### DIRECTION A:
Reproduce verbatim the lines of the listing from the line containing "Point out where the teapot" up to and including the line containing "[0,276,626,417]".

### PASSAGE:
# Need a natural gas orifice



## flyweed (Jan 21, 2010)

Hey all...I have been ALMOST successful at converting my Vanguard VT32P-A propane fireplace over to natural gas..I got the Nova 820 millivolt valve converted, and the main burner orifice swapped out....but now I still need the pilot light orifice.  This is a little aluminum orifice (not brass)  the one I took out of the pilot light had a "30" stamped on it..I assume I need one with a 51 stamped on it for NG..is this correct?  This fireplace is also the same as the Comfort Glow CGDV32PR

Again, I am looking for a natural gas orifice for the pilot light..and not the entire pilot assembly.

Please reply here, or you can email me at:  flyweed@gmail.com

Thanks
Dan


----------



## Fake coal burner (Jan 22, 2010)

flyweed said:
			
		

> Hey all...I have been ALMOST successful at converting my Vanguard VT32P-A propane fireplace over to natural gas..I got the Nova 820 millivolt valve converted, and the main burner orifice swapped out....but now I still need the pilot light orifice.  This is a little aluminum orifice (not brass)  the one I took out of the pilot light had a "30" stamped on it..I assume I need one with a 51 stamped on it for NG..is this correct?  This fireplace is also the same as the Comfort Glow CGDV32PR
> 
> Again, I am looking for a natural gas orifice for the pilot light..and not the entire pilot assembly.
> 
> ...


----------



## jtp10181 (Jan 22, 2010)

It didn't come with the kit I found online? How the hell is it a NG conversion kit without the pilot orifice.

Oh, I also just realized you said its a SIT valve. Do you have the SIT "spaceship" pilot assembly with the orifice that needs an Alan wrench to remove? My techs prob have handfuls of that NG orifice in their trucks.


----------



## Fake coal burner (Jan 22, 2010)

jtp10181 said:
			
		

> It didn't come with the kit I found online? How the hell is it a NG conversion kit without the pilot orifice.
> 
> Oh, I also just realized you said its a SIT valve. Do you have the SIT "spaceship" pilot assembly with the orifice that needs an Alan wrench to remove? My techs prob have handfuls of that NG orifice in their trucks.



Your Nova 820 gas valve is made in Italy Called the Sit group. They are all around the word Sit USA. Uro sit valve etc, I do not work for them or affiliated with them. Send me a e-mail you have it. I got there links in some files Maybe they can help you out. What I found on the net of different stove Mfg. that is a pilot assembly Does the valve have a flame hi and low setting knob and separate pilot on and lighting nob? My UK England has sit group valve single knob with Millie volt pezo ignition. called Uro valve. Your valve has all kinds in the 820 group list. I can look up the sit groups tomorrow and see if any thing any thing might help.


----------



## Wood Heat Stoves (Jan 23, 2010)

a or e??

and what size ### should it be??


----------



## flyweed (Mar 2, 2010)

Dataset records

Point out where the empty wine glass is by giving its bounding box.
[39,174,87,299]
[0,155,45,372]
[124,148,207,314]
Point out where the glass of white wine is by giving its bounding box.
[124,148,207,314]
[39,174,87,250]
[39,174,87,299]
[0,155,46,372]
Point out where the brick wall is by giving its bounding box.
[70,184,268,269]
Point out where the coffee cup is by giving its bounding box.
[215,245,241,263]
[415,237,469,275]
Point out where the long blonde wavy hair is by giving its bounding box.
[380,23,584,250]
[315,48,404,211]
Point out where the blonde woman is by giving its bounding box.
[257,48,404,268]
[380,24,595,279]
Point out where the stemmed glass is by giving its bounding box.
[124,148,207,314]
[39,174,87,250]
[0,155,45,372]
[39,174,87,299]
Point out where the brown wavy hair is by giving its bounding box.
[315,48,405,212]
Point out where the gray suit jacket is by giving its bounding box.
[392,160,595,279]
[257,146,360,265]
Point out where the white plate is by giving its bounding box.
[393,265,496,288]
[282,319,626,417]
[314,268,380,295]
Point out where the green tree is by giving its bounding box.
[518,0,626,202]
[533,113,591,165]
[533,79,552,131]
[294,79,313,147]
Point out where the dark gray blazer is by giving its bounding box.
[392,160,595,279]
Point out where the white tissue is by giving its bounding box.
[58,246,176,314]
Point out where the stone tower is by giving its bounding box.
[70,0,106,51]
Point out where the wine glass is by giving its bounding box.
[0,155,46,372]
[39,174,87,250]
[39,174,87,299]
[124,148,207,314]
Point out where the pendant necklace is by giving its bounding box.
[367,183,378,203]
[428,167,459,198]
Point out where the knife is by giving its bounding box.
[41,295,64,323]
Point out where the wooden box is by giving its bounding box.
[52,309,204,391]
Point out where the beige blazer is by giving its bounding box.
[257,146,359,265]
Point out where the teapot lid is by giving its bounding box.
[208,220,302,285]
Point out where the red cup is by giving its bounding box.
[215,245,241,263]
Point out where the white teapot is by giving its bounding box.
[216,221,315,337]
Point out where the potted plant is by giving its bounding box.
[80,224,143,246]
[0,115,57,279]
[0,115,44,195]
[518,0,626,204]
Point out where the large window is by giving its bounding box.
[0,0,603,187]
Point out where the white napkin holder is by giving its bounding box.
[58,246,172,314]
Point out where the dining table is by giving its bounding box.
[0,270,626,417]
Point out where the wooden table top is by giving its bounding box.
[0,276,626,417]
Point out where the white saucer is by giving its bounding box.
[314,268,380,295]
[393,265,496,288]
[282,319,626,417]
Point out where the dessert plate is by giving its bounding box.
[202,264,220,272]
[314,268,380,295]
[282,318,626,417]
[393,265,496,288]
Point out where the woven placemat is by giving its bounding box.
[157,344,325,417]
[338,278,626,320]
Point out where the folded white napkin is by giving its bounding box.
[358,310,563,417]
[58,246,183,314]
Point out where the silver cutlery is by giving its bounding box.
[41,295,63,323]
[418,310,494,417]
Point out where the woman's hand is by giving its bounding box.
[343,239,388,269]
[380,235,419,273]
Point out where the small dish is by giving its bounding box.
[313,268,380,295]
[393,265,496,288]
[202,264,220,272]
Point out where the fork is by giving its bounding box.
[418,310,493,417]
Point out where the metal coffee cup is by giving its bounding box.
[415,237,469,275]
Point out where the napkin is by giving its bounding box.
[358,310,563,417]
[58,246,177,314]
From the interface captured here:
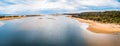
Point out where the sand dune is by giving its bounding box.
[71,17,120,34]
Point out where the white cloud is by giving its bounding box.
[0,0,120,13]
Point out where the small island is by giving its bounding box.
[65,11,120,34]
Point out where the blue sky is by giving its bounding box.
[0,0,120,14]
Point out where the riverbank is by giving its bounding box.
[71,17,120,34]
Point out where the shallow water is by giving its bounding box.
[0,15,116,46]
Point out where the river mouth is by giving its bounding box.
[0,15,118,46]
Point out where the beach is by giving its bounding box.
[70,17,120,34]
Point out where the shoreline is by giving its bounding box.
[70,17,120,34]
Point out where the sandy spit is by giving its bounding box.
[70,17,120,34]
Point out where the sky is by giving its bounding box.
[0,0,120,14]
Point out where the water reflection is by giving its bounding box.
[0,15,118,46]
[0,16,86,46]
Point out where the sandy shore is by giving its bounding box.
[71,17,120,34]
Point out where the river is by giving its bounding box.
[0,15,117,46]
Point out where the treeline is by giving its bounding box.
[0,15,40,18]
[65,11,120,24]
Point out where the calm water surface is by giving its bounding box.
[0,15,116,46]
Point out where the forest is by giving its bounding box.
[66,11,120,24]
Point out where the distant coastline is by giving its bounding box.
[68,11,120,34]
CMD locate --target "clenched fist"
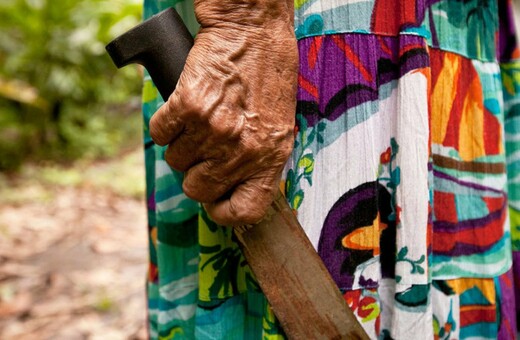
[150,0,298,225]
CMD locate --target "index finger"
[150,92,184,146]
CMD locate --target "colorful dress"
[143,0,520,339]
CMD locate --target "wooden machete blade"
[234,193,368,339]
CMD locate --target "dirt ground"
[0,151,147,339]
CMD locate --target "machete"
[106,8,368,339]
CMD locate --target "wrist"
[195,0,294,28]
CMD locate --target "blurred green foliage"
[0,0,141,171]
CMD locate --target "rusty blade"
[235,193,368,339]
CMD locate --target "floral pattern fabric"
[143,0,520,339]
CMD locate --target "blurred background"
[0,0,148,339]
[0,0,520,339]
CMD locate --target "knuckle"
[164,146,188,172]
[182,178,203,202]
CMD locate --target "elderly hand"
[150,0,298,225]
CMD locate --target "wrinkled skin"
[150,0,298,226]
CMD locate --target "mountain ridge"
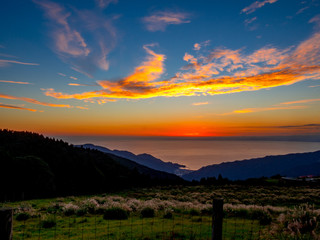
[76,143,191,176]
[182,151,320,181]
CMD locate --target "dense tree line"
[0,130,182,200]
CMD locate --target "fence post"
[0,208,13,240]
[212,198,223,240]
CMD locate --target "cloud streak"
[241,0,278,14]
[142,11,190,32]
[33,0,117,78]
[0,59,39,67]
[0,80,31,84]
[192,102,209,106]
[96,0,118,9]
[45,30,320,100]
[218,106,307,116]
[280,98,320,105]
[0,103,37,112]
[0,93,71,108]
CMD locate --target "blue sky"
[0,0,320,136]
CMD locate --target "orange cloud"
[0,103,37,112]
[143,11,190,32]
[280,98,320,105]
[0,93,71,108]
[45,33,320,100]
[68,83,97,87]
[0,80,31,84]
[192,102,209,106]
[0,59,39,67]
[219,106,307,116]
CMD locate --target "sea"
[59,136,320,170]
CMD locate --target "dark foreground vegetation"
[0,184,320,240]
[0,130,183,201]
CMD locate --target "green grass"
[4,185,320,240]
[13,214,261,240]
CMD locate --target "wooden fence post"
[0,208,13,240]
[212,198,223,240]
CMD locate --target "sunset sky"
[0,0,320,137]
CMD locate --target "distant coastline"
[57,135,320,170]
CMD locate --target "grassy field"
[0,185,320,239]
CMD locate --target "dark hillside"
[0,130,182,200]
[183,151,320,180]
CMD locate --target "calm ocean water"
[61,137,320,170]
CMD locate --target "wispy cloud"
[96,0,118,9]
[0,103,37,112]
[280,98,320,105]
[0,59,39,67]
[0,80,31,84]
[142,11,190,32]
[218,106,308,116]
[244,17,257,26]
[33,0,90,57]
[0,53,18,58]
[241,0,278,14]
[193,40,210,51]
[192,102,209,106]
[45,30,320,99]
[33,0,117,77]
[309,14,320,28]
[0,93,71,108]
[68,83,98,87]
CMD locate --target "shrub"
[141,207,155,218]
[103,207,128,220]
[163,211,173,219]
[41,216,56,228]
[16,212,30,221]
[76,208,87,217]
[259,213,272,225]
[189,209,200,216]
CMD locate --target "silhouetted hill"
[0,130,183,200]
[79,144,191,176]
[183,151,320,181]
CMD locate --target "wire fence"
[0,200,320,240]
[13,211,267,240]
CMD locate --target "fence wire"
[13,214,278,240]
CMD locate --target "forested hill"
[0,130,183,200]
[183,151,320,181]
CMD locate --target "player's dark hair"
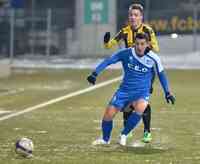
[135,33,149,42]
[129,3,144,14]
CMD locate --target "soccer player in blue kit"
[87,33,175,146]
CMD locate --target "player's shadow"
[120,145,169,155]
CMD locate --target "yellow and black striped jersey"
[104,24,159,52]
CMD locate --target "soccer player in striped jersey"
[87,33,175,146]
[104,4,159,142]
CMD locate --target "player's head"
[128,3,144,29]
[135,33,149,56]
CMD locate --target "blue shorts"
[109,89,149,111]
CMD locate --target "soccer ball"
[15,138,34,158]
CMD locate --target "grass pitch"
[0,69,200,164]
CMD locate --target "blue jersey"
[95,48,169,95]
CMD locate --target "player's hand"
[87,72,97,85]
[149,86,153,94]
[165,92,176,104]
[103,32,110,44]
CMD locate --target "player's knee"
[103,107,118,121]
[134,101,148,113]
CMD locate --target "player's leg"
[142,104,152,143]
[123,105,134,127]
[119,98,148,145]
[93,90,128,145]
[92,106,119,145]
[142,68,156,143]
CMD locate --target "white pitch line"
[0,76,122,121]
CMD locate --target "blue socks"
[101,120,113,142]
[121,112,142,135]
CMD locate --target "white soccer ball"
[15,137,34,158]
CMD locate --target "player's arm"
[87,50,124,85]
[155,56,175,104]
[104,30,123,49]
[150,29,160,53]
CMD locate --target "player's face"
[135,39,149,56]
[128,9,143,29]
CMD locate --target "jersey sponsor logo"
[145,59,153,65]
[128,63,148,73]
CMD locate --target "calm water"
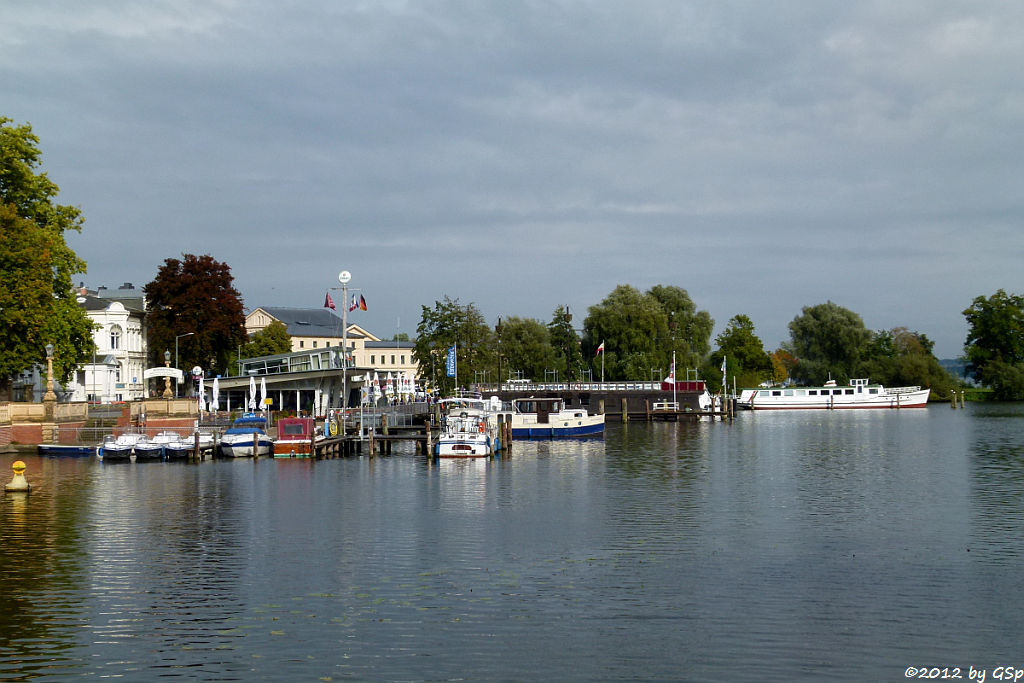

### DIRECTION B:
List each distinct username that heads a post in the forum thread, naming each only once.

### EXERCISE OUTPUT A:
Point out where the teapot lid is by giving its bounding box.
[208,220,302,285]
Point out where the red cup is by giving its bounding box.
[215,245,241,263]
Point out where the white teapot is by giving its bounding box.
[216,221,315,337]
Point out where the potted plant is by giving its bounding box.
[80,224,143,246]
[0,115,57,279]
[0,115,44,195]
[518,0,626,204]
Point out where the large window is by giving its bounding box.
[0,0,603,187]
Point out where the white napkin holder is by giving its bounding box.
[58,246,172,314]
Point out where the dining table is by giving its bounding box.
[0,270,626,417]
Point out where the wooden table top is by giving its bounding box.
[0,276,626,417]

### EXERCISE OUTPUT B:
flyweed
Fake coal burner
jtp10181
Wood Heat Stoves